# Study questions
A – Extract the part of the song recommendations between "FKA twigs ‘Papi" and "to fully comprehend.", inclusive.
B – Summarize the song recommendations in two sentences.

# Text section
Nine Inch Nails ‘All the Love in the World’
Nine Inch Nail’s style of electronic music is very reminiscent of the terrifying qualities of Mezzanine, but Trent Reznor, the brain behind the band, was more influenced by heavier music in his early career than Massive Attack. As he has grown as a musician, some of his music has taken a more tranquil character, and “All of the Love in the World” is perfect mix of the two musical personas. Similar to Massive Attack, Reznor gradually adds instrumental layers and builds more and more tension as the song plays. By the end, he rips the previous arrangement to shreds only to build a new melody from scratch, which becomes equally as intense with distorted synthesizers.
FKA twigs ‘Papi Pacify’
FKA twigs’ songs often detail how she is lost in love, forcing her to wander into unknown passages to find satisfaction and belonging. Her heart aches for reassurance in “Papi Pacify”, where she yearns for her lover to “clarify [their] love.” Arca’s droning production drips with twisted vocal samples, sporadic clicks of percussion, and bass-heavy waves, making twig’s question a terrifying ultimatum. Arca’s solo work carries the same fearful quality, only it’s more disjointed and requires more brainpower to fully comprehend.
Gorillaz ‘Stylo (feat. Mos Def and Bobby Womack)’
Damon Albarn began to collaborate with Massive Attack after the release of Mezzanine, where he contributed vocals under the identity of Gorrilaz frontman 2D on 100th Window’s “Small Time Shot Away” and appeared as a contributing instrumentalist and vocalist on Heliogland. The philosophy behind “Stylo” is “electric is the love”, which is further emphasized by contributions from Bobby Womack (who’s performance on the track was his first since 1998) and Mos Def. Gorillaz band member Murdoc claimed the song is an effort make music euphoric, which feels evident as soon as the song beings with a catchy synth line. Take a walk with “Stylo” and feel the love “flowing on the streets”.

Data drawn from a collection
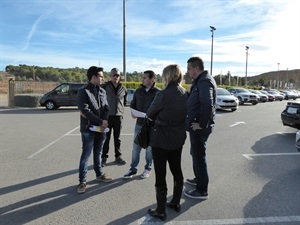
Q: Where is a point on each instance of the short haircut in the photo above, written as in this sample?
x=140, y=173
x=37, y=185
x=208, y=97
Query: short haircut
x=151, y=74
x=115, y=71
x=93, y=70
x=172, y=74
x=196, y=61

# Answer list
A –
FKA twigs ‘Papi Pacify’
FKA twigs’ songs often detail how she is lost in love, forcing her to wander into unknown passages to find satisfaction and belonging. Her heart aches for reassurance in “Papi Pacify”, where she yearns for her lover to “clarify [their] love.” Arca’s droning production drips with twisted vocal samples, sporadic clicks of percussion, and bass-heavy waves, making twig’s question a terrifying ultimatum. Arca’s solo work carries the same fearful quality, only it’s more disjointed and requires more brainpower to fully comprehend.

B – A Nine Inch Nails song blends Trent Reznor's heavier and more tranquil musical personas and builds tension through added layers much as Massive Attack does, while in FKA twigs' "Papi Pacify," Arca's droning production turns her plea for reassurance into a terrifying ultimatum. Gorillaz's "Stylo," with contributions from Bobby Womack and Mos Def, rests on the philosophy "electric is the love," and band member Murdoc described it as an effort to make music euphoric.